Work to do: Copy out every record below, word for word.

(Labeled-object pointing entries)
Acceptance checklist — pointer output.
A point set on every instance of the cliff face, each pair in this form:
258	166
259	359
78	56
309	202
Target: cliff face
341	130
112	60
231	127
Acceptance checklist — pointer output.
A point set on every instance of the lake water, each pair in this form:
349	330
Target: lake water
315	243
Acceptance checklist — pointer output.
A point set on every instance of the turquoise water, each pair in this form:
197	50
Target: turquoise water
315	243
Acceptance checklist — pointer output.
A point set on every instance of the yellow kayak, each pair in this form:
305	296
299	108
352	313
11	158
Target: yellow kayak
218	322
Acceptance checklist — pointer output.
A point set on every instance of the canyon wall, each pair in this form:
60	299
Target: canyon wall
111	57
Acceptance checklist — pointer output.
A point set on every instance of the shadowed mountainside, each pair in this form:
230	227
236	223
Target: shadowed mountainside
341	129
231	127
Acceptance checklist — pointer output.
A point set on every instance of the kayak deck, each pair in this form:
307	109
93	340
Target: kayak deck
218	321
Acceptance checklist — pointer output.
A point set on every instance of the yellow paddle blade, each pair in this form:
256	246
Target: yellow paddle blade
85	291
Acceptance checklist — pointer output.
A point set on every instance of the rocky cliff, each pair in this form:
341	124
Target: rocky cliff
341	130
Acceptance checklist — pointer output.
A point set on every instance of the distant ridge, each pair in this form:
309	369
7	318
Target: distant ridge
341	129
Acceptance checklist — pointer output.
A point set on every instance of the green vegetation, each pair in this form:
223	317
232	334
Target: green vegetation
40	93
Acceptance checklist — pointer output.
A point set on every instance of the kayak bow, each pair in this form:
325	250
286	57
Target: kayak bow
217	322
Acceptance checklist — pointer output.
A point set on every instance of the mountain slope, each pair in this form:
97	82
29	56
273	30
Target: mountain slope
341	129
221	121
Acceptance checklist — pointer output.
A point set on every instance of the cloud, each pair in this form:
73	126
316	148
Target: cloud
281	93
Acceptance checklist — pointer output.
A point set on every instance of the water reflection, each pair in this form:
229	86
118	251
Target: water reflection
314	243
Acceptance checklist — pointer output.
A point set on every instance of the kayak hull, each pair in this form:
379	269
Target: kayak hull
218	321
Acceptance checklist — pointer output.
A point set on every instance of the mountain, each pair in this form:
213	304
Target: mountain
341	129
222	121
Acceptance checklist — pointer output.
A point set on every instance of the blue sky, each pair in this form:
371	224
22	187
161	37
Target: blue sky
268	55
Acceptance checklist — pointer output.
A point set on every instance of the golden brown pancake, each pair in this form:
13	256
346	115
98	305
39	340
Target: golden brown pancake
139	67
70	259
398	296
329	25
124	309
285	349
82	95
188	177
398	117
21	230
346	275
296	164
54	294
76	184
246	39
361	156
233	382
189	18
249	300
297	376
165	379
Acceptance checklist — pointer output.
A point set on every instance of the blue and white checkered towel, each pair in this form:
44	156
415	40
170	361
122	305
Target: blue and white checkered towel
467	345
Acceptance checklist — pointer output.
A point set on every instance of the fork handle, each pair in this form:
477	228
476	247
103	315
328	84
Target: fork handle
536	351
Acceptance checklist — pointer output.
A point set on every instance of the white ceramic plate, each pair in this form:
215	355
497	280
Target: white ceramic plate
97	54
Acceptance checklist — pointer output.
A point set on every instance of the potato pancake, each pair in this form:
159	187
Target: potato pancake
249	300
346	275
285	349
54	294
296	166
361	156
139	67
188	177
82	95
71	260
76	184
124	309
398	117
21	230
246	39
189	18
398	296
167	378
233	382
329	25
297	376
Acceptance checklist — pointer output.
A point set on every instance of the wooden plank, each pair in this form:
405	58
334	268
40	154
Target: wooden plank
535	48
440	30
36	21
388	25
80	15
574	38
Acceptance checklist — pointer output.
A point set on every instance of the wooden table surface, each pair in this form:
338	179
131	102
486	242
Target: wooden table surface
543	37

Output:
Acceptance checklist — pointer output.
A point set on every instance of the cliff face, each pair in this form:
258	166
259	359
78	56
309	202
Target: cliff face
341	130
112	60
231	127
Acceptance checklist — pointer output.
A point set on every instance of the lake water, each pair in this form:
349	330
Target: lake water
315	243
Acceptance checklist — pointer output.
A point set on every instance of the turquoise water, each pair in this form:
197	50
Target: turquoise water
315	243
Acceptance checklist — pointer output.
A point set on every instance of the yellow kayak, each pair in this form:
305	296
299	108
352	313
11	158
Target: yellow kayak
218	322
Acceptance checklist — pointer output.
A point set on every instance of the canyon wall, each pair in this form:
60	299
Target: canyon wall
111	57
Acceptance checklist — pointer output.
A point set on every instance of the shadowed mountainside, each pair in this form:
230	227
236	223
Target: shadowed mountainside
341	129
231	127
Acceptance checklist — pointer output.
A point set on every instance of the kayak deck, each pair in this form:
307	109
93	340
Target: kayak deck
218	321
Acceptance checklist — pointer output.
A point set on every instance of the yellow paddle blade, each pair in this form:
256	246
Target: yellow paddle blade
85	291
Acceptance checklist — pointer output.
A point set on every instance of the rocky cliff, each pair in this form:
341	124
Target: rocky cliff
341	130
Acceptance checklist — pointer output.
A point set on every instance of the distant ridge, each pair in this form:
309	369
7	318
Target: distant ridge
341	129
Acceptance checklist — pointer output.
A point set on every instance of the green vegetation, each pair in this form:
223	317
232	334
Target: green vegetation
40	93
Acceptance checklist — pointer output.
A point set on every instance of the kayak bow, each pair in this form:
325	250
286	57
Target: kayak bow
217	322
Acceptance checklist — pointer output.
A point set on every instance of the mountain slope, each pair in this form:
97	82
29	56
273	30
Target: mountain slope
341	129
221	121
Acceptance checklist — pointer output.
A point set on every instance of the cloud, each pair in this form:
73	126
316	148
Target: cloud
281	93
Acceptance checklist — pointer output.
A point set on every instance of the water reflection, each pair in this form:
229	86
118	251
Target: water reflection
314	243
Acceptance checklist — pointer output.
A point set on every instance of the kayak hull, each pair in this form:
379	269
Target: kayak hull
218	321
Acceptance checklist — pointer output.
A point set on every instance of the mountain, each pair in this form:
213	304
Target: mountain
341	129
222	121
Acceptance checklist — pointer output.
A point set on every instance of the blue sky, each pair in this form:
371	224
22	187
161	37
Target: blue sky
268	55
Acceptance checklist — pointer output.
A point set on every instance of the golden brown pancake, each pair in this form:
13	256
346	115
98	305
39	340
Target: golden brown pancake
139	67
70	259
398	296
329	25
124	309
285	349
82	95
188	177
398	117
21	230
346	275
296	164
54	294
76	184
246	39
361	156
233	382
189	18
249	300
297	376
165	379
Acceptance checklist — pointer output.
A point set on every instance of the blue and white checkered towel, each pair in this form:
44	156
415	40
170	361
122	305
Target: blue and white checkered towel
467	345
Acceptance checklist — pointer output.
A point set on every instance of the fork handle, each pair in this form:
477	228
476	247
103	315
328	84
Target: fork handle
536	351
Acceptance checklist — pointer output.
A point set on every instance of the white ceramic plate, each pair in this form:
215	355
497	280
Target: white ceramic plate
97	54
Acceptance checklist — pointer output.
A point set on every instance of the potato pancake, each pair in this form:
159	187
Target: potato pancake
249	300
346	275
285	349
54	294
296	166
361	156
139	67
188	177
82	95
71	260
76	184
124	309
398	117
21	230
246	39
189	18
398	296
167	378
233	382
329	25
297	376
Acceptance checklist — pointer output.
A point set on every instance of the wooden plank, each pair in this form:
405	58
334	268
40	154
Target: wooden plank
535	48
440	30
36	21
388	25
80	15
574	38
Acceptance checklist — pointer output.
A point set on every instance of the wooden table surface, each pair in this form:
338	179
131	102
486	242
Target: wooden table surface
543	37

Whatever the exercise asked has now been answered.